- [Extrait du texte]
========================
La Dissuasion

 

 

Introduction :

 

Le mot dissuasion est aujourd’hui associé systématiquement à la dissuasion nucléaire, mais la dissuasion n’est pas née avec l’arme atomique. En effet, depuis l’antiquité cette notion existe, on peut le prouver avec le proverbe latin « Si vis pacem parabellum » (qui veut la paix prépare la guerre).  La dissuasion trouve ses sources dans le mot latin dissuadere qui signifie « déconseiller quelque chose » ; la dissuasion est le fait de dissuader : « De faire renoncer quelqu’un à son intention de faire quelque chose, l’en détourner ». Il s’agit en d’autres termes d’influencer un acteur à ne pas agir, il n’y a donc pas forcement emploi de la force.

La dissuasion « consiste à prévenir un acte en persuadant l’acteur concerné que les coûts d’une telle action excèdent ses bénéfices. » Il existe deux types de couts, les coûts directs : dissuasion par interdiction (par exemple dans le système judiciaire, il est interdit de tuer sous peine d’être emprisonné), ou des coûts indirects : dissuasion par représailles (la dissuasion nucléaire et le mort qui tient le vif).

La dissuasion peut prendre plusieurs formes qui n’ont pas beaucoup changé avec le temps, en voici quelques exemples : dans l’antiquité, les romains avaient compris que de laisser des hommes en garnison dans des villes stratégiques permettait de diminuer le risque d’attaque. La dissuasion n’est pas présente seulement au niveau militaire et des relations internationales mais elle est présente dans nos différentes sociétés : une enfant apprend que lorsqu’il effectue une action interdite il risque d’être puni, c’est donc une forme qui permet dissuader l’enfant de faire cette action.

On va donc se poser la question est-ce que la dissuasion est un moteur de la paix mondiale ?

 

I)                    La dissuasion comme moteur de paix

Dans la culture occidentale la dissuasion permet de conserver la paix mondiale, et plus particulièrement grâce à la dissuasion nucléaire. Les défendeurs de cette théorie prennent l’exemple de la guerre froide, les Etats-Unis et l’URSS ne se sont jamais attaqués directement dans la crainte de représailles et d’attaque nucléaire. On parle alors de « paix par l’atome », qui selon les défendeurs de cette théorie explique la paix qui existe entre tous les pays souverains possédant aujourd’hui l’Arme.
========================
- [Données fournies]
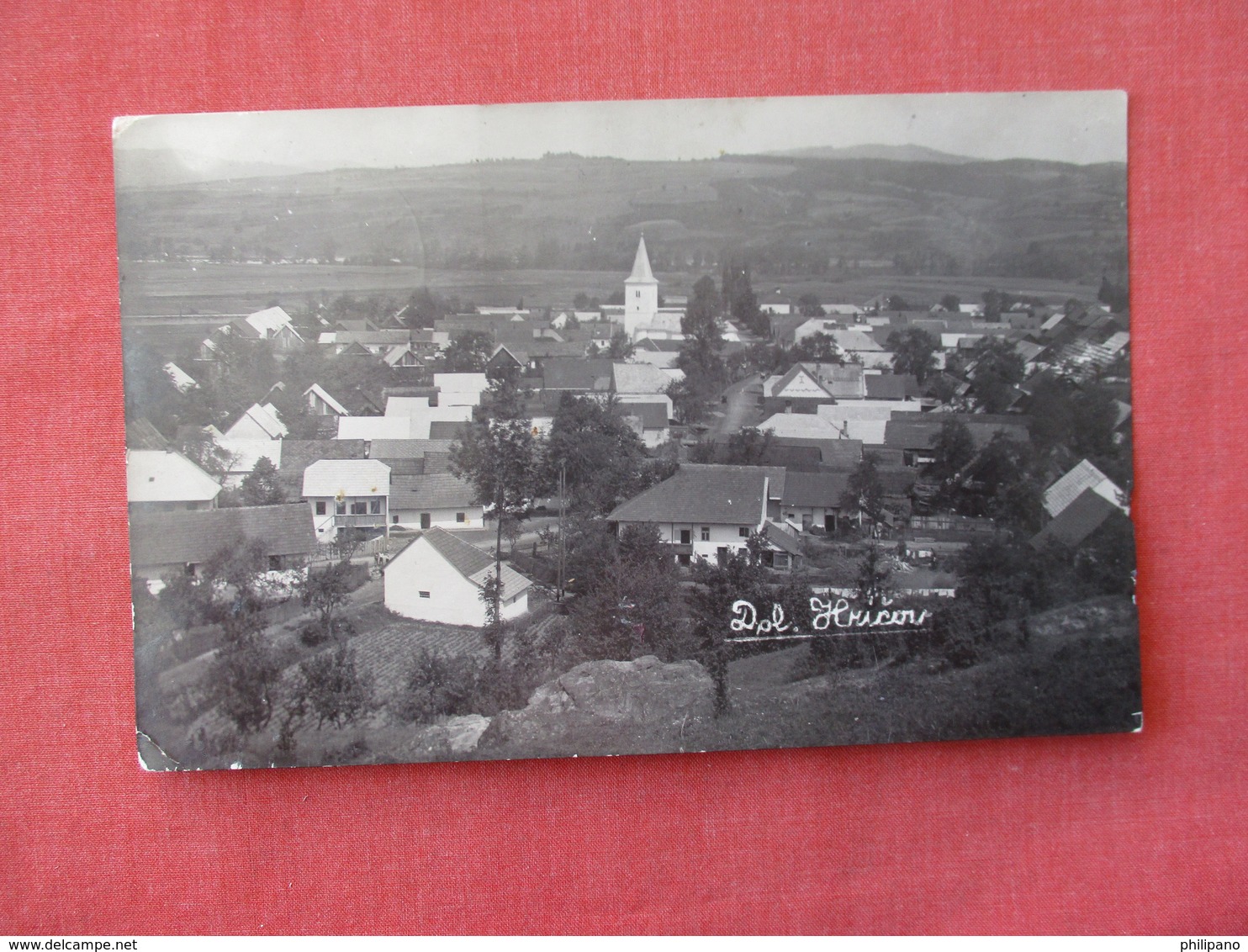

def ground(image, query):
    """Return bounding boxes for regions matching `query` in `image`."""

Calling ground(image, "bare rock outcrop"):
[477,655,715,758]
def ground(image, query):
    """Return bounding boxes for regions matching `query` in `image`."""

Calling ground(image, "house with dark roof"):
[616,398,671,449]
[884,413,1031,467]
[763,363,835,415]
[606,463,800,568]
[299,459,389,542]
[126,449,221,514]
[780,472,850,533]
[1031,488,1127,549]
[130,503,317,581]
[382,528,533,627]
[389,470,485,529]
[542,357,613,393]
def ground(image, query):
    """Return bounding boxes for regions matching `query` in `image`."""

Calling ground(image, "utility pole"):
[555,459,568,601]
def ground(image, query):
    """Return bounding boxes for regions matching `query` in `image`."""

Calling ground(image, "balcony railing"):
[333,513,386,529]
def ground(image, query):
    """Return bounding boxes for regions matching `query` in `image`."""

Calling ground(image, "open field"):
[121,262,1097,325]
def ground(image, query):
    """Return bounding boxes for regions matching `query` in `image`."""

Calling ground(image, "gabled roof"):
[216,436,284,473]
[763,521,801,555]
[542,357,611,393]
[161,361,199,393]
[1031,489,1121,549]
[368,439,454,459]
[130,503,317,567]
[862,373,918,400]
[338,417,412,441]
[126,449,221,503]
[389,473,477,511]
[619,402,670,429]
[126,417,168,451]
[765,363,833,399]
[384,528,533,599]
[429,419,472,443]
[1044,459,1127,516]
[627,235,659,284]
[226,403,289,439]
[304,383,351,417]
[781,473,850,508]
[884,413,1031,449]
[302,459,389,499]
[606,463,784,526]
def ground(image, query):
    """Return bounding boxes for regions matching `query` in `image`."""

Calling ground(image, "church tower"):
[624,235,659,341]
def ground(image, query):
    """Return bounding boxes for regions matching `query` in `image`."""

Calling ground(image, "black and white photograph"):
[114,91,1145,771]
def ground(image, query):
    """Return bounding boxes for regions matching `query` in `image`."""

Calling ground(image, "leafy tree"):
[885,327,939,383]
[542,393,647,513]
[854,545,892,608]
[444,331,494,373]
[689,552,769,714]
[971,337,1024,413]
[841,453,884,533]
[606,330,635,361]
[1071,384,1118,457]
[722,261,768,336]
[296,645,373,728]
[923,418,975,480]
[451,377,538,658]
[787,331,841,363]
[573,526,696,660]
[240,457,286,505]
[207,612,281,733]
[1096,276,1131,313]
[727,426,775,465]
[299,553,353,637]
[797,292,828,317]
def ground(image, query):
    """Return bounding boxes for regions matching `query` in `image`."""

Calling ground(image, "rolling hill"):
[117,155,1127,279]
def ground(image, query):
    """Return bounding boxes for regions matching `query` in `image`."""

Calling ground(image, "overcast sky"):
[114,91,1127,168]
========================
- [Consigne écrite]
Recopiez sans rien changer le passage du texte sur la dissuasion qui va de « I)                    La dissuasion » jusqu'à « possédant aujourd’hui l’Arme. » inclus.

- [Exercice réalisé]
I)                    La dissuasion comme moteur de paix

Dans la culture occidentale la dissuasion permet de conserver la paix mondiale, et plus particulièrement grâce à la dissuasion nucléaire. Les défendeurs de cette théorie prennent l’exemple de la guerre froide, les Etats-Unis et l’URSS ne se sont jamais attaqués directement dans la crainte de représailles et d’attaque nucléaire. On parle alors de « paix par l’atome », qui selon les défendeurs de cette théorie explique la paix qui existe entre tous les pays souverains possédant aujourd’hui l’Arme.